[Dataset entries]
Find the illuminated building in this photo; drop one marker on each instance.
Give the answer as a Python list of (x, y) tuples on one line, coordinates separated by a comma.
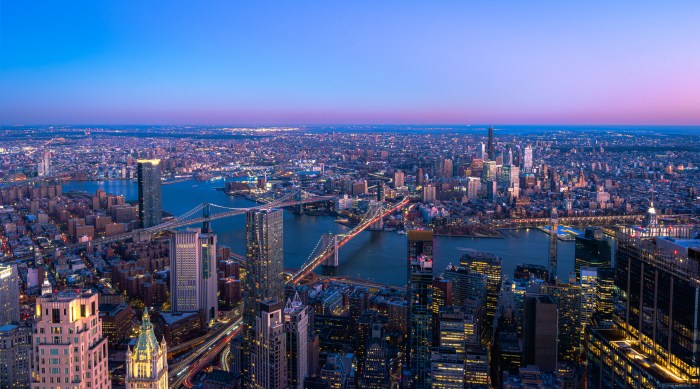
[(263, 277), (655, 340), (420, 294), (268, 359), (193, 285), (147, 363), (70, 350), (9, 295), (296, 327), (150, 207)]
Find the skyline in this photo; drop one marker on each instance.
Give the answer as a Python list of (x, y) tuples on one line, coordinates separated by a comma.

Exercise:
Using the entries above, determine how many lines include the string "photo" and write only that number.

Written solution:
2